### [EXERCISE OBJECTIVE]
Count the lines of the data below that include the string "pink", and provide nothing but the result.

(Dataset entries)
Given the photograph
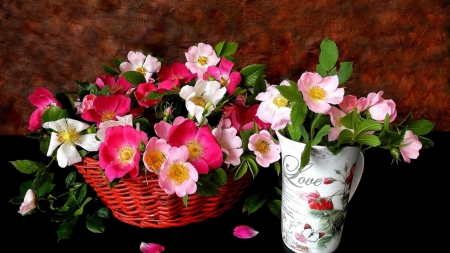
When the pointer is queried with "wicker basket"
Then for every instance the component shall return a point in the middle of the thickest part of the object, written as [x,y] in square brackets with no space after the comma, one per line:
[141,202]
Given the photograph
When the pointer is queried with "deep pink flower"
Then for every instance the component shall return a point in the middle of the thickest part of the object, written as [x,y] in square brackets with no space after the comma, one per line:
[42,99]
[328,180]
[107,108]
[349,178]
[410,146]
[151,247]
[175,75]
[120,154]
[203,146]
[244,232]
[315,201]
[224,76]
[142,91]
[121,86]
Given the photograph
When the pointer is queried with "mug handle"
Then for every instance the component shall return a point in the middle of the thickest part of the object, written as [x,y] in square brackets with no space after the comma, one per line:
[357,175]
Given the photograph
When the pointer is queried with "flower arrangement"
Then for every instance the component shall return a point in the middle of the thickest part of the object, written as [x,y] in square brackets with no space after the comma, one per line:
[194,123]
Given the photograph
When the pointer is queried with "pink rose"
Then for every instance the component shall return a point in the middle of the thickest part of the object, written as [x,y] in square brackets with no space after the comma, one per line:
[29,202]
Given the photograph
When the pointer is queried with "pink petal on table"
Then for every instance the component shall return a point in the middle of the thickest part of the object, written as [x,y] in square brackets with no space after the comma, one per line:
[151,248]
[244,232]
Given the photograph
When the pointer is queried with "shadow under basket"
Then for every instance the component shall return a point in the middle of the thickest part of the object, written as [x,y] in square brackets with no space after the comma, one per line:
[141,202]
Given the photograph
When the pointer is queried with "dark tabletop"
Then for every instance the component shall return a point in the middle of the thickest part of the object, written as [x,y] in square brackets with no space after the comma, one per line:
[394,209]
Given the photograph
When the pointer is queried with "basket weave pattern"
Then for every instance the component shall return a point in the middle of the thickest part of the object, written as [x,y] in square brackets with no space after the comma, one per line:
[141,202]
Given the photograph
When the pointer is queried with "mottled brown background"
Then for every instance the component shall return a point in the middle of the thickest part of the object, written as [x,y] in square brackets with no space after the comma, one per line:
[401,47]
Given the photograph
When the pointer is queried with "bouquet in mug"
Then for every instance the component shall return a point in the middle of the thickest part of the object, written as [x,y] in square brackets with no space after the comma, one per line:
[191,123]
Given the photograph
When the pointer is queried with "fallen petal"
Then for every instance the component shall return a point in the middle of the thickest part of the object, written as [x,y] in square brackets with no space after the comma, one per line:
[151,248]
[244,232]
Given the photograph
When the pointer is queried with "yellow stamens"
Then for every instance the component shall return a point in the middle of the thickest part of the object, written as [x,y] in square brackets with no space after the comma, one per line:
[316,93]
[223,82]
[195,149]
[280,101]
[69,136]
[126,154]
[262,146]
[202,60]
[199,101]
[178,173]
[154,159]
[108,115]
[141,70]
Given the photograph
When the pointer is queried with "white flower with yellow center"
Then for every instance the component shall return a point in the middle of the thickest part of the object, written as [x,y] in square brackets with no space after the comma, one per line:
[67,135]
[202,99]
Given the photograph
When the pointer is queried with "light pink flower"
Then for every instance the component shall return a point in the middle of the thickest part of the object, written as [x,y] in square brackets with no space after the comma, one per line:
[229,141]
[120,154]
[202,145]
[319,92]
[175,75]
[265,149]
[244,232]
[121,86]
[274,107]
[224,76]
[177,175]
[151,247]
[146,65]
[155,154]
[107,108]
[410,146]
[199,58]
[42,99]
[29,202]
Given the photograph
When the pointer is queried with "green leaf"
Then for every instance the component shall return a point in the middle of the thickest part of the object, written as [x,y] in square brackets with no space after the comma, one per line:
[82,193]
[294,132]
[251,73]
[306,155]
[54,113]
[368,139]
[325,130]
[241,171]
[245,136]
[80,210]
[65,229]
[254,202]
[207,189]
[345,71]
[95,224]
[328,54]
[134,77]
[345,136]
[70,179]
[27,166]
[298,113]
[275,207]
[103,212]
[45,189]
[109,70]
[219,177]
[253,166]
[421,127]
[224,48]
[366,126]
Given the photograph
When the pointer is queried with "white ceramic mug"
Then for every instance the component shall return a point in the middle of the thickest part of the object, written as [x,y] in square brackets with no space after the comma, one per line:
[314,201]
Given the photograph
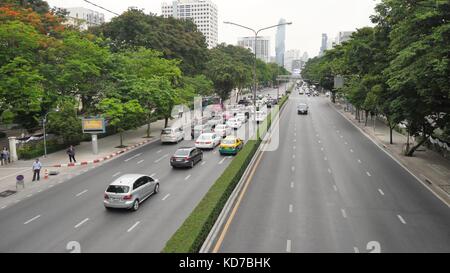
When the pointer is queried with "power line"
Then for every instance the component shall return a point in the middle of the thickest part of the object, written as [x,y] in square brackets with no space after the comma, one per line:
[101,7]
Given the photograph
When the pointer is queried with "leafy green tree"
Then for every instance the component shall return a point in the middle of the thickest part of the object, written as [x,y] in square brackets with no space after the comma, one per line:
[122,116]
[65,122]
[176,39]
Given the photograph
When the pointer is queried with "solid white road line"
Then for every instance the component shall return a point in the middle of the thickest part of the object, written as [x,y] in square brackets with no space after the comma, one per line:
[134,226]
[288,246]
[133,157]
[165,197]
[81,223]
[81,193]
[161,158]
[401,219]
[32,219]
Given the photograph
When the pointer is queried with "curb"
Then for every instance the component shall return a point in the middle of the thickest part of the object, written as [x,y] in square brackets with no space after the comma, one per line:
[84,163]
[436,191]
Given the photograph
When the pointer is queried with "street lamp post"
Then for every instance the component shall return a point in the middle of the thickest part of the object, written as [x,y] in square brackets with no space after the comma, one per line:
[45,133]
[256,32]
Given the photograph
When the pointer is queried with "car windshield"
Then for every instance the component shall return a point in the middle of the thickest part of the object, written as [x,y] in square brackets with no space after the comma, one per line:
[228,141]
[118,189]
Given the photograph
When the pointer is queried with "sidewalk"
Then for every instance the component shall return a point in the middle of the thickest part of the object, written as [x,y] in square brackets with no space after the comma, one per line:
[430,167]
[106,147]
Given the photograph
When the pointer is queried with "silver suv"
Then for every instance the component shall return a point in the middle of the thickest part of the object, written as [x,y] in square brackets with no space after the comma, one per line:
[129,191]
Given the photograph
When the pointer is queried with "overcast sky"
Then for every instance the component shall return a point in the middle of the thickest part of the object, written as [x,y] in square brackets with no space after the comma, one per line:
[310,18]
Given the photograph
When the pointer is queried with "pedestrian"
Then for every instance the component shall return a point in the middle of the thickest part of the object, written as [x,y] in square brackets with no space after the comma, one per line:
[71,153]
[37,166]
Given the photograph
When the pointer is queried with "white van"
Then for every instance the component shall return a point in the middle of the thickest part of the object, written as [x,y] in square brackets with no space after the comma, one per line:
[172,135]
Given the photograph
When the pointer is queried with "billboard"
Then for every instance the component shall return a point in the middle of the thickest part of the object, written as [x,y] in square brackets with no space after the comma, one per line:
[93,125]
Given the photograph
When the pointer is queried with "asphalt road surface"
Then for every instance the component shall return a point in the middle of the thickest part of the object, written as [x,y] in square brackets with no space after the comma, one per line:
[328,188]
[73,211]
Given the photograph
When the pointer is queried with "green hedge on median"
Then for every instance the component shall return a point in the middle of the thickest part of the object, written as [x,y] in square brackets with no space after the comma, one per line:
[190,236]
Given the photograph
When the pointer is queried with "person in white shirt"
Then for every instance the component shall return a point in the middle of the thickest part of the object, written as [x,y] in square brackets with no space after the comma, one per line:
[37,166]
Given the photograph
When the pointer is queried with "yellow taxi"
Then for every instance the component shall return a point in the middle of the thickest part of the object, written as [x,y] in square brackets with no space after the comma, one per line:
[231,145]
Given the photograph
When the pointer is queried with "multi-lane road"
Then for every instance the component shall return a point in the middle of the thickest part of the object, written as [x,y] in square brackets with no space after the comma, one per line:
[73,211]
[328,188]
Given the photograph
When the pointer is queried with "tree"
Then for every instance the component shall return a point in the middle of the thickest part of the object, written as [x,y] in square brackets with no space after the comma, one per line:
[176,39]
[199,84]
[21,91]
[121,115]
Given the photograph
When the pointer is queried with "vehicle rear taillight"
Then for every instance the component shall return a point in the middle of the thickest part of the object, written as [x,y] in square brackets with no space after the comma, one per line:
[128,197]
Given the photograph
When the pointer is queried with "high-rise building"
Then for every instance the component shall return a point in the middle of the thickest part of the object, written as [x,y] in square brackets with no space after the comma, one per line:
[84,18]
[324,44]
[280,43]
[262,46]
[290,57]
[343,36]
[204,13]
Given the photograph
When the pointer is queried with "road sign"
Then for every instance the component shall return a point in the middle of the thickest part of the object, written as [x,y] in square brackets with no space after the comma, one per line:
[94,126]
[338,81]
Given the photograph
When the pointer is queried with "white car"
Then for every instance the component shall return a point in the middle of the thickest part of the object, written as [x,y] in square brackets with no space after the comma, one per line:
[241,117]
[208,141]
[234,123]
[215,121]
[222,130]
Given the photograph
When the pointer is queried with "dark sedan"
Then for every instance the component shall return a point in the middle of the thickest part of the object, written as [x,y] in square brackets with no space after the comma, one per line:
[302,109]
[186,157]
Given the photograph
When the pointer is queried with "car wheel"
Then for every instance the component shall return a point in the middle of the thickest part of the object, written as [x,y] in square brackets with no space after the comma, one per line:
[135,205]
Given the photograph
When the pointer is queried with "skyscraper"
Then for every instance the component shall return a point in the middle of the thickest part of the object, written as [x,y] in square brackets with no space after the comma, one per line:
[324,45]
[203,12]
[280,46]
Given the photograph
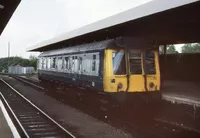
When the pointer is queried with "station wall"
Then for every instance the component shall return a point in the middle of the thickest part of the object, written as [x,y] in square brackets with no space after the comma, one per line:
[180,67]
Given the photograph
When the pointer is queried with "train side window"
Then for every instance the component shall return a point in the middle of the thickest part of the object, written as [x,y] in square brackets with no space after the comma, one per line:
[80,63]
[60,63]
[53,62]
[70,63]
[149,62]
[47,61]
[66,63]
[119,63]
[43,63]
[135,62]
[40,63]
[94,63]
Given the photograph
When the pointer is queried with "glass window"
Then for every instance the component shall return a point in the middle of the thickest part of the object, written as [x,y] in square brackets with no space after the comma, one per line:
[80,63]
[66,63]
[43,63]
[53,63]
[119,63]
[149,65]
[70,63]
[94,63]
[60,63]
[135,62]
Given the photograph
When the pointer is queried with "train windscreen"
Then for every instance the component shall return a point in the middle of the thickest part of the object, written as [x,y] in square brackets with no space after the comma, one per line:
[119,63]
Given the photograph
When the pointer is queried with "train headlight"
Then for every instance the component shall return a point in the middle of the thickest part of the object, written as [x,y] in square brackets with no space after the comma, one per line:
[151,84]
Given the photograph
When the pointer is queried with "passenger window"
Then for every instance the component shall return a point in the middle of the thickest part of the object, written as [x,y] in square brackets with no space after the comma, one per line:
[80,63]
[66,63]
[43,63]
[53,62]
[119,63]
[149,66]
[94,63]
[60,63]
[70,63]
[135,62]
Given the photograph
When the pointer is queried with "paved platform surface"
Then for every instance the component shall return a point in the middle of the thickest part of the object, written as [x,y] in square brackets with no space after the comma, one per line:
[185,92]
[5,129]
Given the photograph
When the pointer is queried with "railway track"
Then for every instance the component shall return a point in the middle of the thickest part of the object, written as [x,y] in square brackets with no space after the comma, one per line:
[162,129]
[31,121]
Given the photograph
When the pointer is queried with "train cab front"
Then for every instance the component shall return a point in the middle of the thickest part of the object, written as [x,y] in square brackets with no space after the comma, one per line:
[132,75]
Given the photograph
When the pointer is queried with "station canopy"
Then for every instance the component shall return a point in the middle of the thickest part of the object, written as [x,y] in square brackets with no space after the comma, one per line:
[7,8]
[161,21]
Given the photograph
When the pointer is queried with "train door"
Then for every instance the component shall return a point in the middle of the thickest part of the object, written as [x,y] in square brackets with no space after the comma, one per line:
[136,82]
[144,71]
[151,71]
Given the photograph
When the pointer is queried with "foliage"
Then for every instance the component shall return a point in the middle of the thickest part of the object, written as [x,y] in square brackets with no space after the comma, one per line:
[170,49]
[191,48]
[8,61]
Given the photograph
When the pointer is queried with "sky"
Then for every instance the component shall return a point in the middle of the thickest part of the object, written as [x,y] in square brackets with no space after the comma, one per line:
[38,20]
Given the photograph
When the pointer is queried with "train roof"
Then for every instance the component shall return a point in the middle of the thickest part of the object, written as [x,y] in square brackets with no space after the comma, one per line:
[7,8]
[162,20]
[80,48]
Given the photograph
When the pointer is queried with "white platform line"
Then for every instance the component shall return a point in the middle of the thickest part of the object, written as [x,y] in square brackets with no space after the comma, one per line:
[180,100]
[9,121]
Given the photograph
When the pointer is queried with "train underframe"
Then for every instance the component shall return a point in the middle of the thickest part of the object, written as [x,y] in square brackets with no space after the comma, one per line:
[115,99]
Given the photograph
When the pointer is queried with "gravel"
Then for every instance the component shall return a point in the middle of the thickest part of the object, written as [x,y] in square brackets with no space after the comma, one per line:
[77,122]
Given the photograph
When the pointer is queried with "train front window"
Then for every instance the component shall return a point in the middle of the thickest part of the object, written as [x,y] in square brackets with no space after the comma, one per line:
[135,62]
[149,62]
[119,63]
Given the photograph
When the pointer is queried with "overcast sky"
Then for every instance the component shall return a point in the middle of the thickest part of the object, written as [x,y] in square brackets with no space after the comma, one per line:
[37,20]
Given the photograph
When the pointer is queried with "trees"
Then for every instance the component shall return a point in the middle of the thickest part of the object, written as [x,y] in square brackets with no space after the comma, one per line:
[191,48]
[170,49]
[5,62]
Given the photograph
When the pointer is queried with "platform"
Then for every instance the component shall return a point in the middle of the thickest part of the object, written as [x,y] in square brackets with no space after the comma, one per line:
[183,92]
[7,128]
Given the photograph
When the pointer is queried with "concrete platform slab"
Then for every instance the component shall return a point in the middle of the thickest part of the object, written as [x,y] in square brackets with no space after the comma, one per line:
[7,128]
[184,92]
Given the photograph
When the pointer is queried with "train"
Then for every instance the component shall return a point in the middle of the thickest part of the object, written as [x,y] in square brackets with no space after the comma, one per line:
[114,67]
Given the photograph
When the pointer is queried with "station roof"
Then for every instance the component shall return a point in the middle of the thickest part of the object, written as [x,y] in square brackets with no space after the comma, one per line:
[7,8]
[163,21]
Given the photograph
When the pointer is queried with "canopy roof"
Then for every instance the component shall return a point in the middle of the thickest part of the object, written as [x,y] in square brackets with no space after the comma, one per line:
[162,21]
[7,8]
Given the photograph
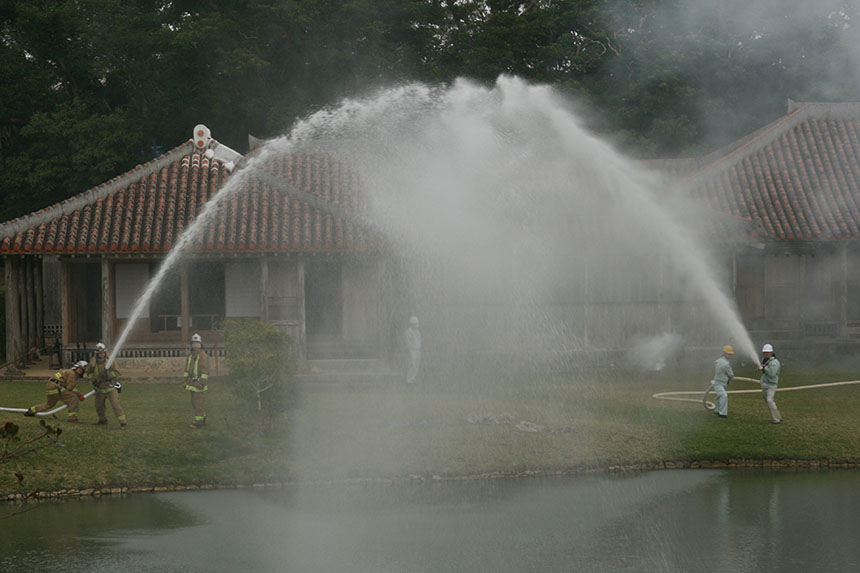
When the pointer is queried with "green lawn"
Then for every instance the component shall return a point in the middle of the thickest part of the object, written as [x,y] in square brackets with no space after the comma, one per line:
[388,430]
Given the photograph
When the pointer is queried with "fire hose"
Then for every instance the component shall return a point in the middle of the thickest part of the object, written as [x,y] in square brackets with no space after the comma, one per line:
[682,396]
[59,408]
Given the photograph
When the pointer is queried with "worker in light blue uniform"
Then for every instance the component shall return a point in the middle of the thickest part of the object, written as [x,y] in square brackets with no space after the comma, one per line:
[769,381]
[722,374]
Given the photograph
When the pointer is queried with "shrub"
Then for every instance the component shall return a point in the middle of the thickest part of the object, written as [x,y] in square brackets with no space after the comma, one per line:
[261,363]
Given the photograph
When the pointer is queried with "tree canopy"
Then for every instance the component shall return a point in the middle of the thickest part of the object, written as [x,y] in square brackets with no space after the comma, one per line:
[90,88]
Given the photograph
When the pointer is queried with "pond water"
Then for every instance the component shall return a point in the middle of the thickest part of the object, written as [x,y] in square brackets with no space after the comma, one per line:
[674,520]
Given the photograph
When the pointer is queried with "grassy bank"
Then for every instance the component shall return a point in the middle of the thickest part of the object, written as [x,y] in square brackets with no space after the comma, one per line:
[441,427]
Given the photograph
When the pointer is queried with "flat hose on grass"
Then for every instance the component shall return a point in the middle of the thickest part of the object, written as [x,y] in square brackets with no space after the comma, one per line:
[59,408]
[679,396]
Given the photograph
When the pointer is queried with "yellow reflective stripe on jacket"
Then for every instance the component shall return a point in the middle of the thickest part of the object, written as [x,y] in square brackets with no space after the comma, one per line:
[188,364]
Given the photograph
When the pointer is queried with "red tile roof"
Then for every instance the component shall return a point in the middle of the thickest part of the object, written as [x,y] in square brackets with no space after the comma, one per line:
[796,179]
[301,205]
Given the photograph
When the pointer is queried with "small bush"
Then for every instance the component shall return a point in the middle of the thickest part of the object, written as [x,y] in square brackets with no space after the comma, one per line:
[261,362]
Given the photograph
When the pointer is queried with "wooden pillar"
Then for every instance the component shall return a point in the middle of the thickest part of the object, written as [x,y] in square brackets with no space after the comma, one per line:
[301,343]
[23,298]
[843,291]
[264,289]
[107,301]
[13,314]
[184,302]
[30,293]
[65,308]
[38,291]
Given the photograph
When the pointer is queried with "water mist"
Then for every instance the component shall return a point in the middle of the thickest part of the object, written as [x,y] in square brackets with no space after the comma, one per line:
[510,221]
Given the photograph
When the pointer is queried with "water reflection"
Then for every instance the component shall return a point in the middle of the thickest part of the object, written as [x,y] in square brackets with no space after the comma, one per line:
[661,521]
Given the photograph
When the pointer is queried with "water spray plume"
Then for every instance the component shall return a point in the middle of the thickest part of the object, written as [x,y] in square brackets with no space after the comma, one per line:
[499,196]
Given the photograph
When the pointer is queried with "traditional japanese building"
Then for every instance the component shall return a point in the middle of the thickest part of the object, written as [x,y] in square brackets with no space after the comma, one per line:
[280,249]
[290,247]
[796,278]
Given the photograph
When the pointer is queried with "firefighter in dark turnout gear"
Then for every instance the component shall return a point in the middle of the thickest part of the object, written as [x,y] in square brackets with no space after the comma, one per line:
[106,384]
[61,387]
[196,378]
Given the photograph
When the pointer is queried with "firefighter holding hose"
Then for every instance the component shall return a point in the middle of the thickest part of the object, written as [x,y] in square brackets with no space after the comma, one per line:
[196,379]
[722,374]
[106,384]
[61,387]
[769,381]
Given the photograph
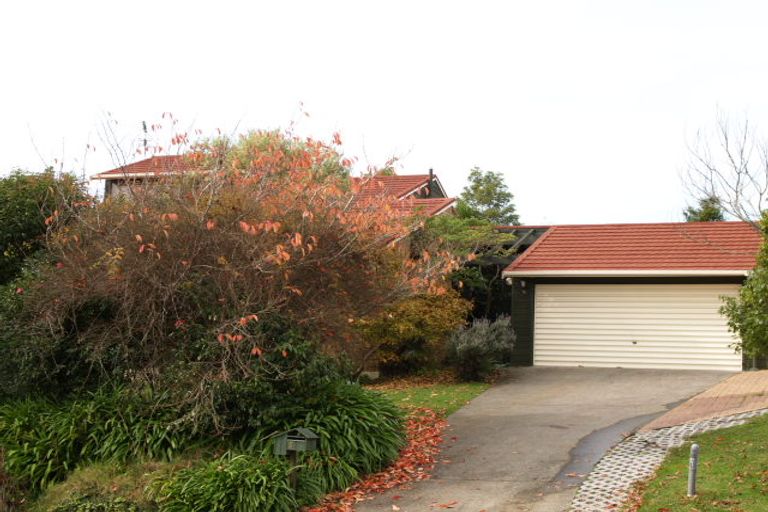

### [WRITTEN RESPONSE]
4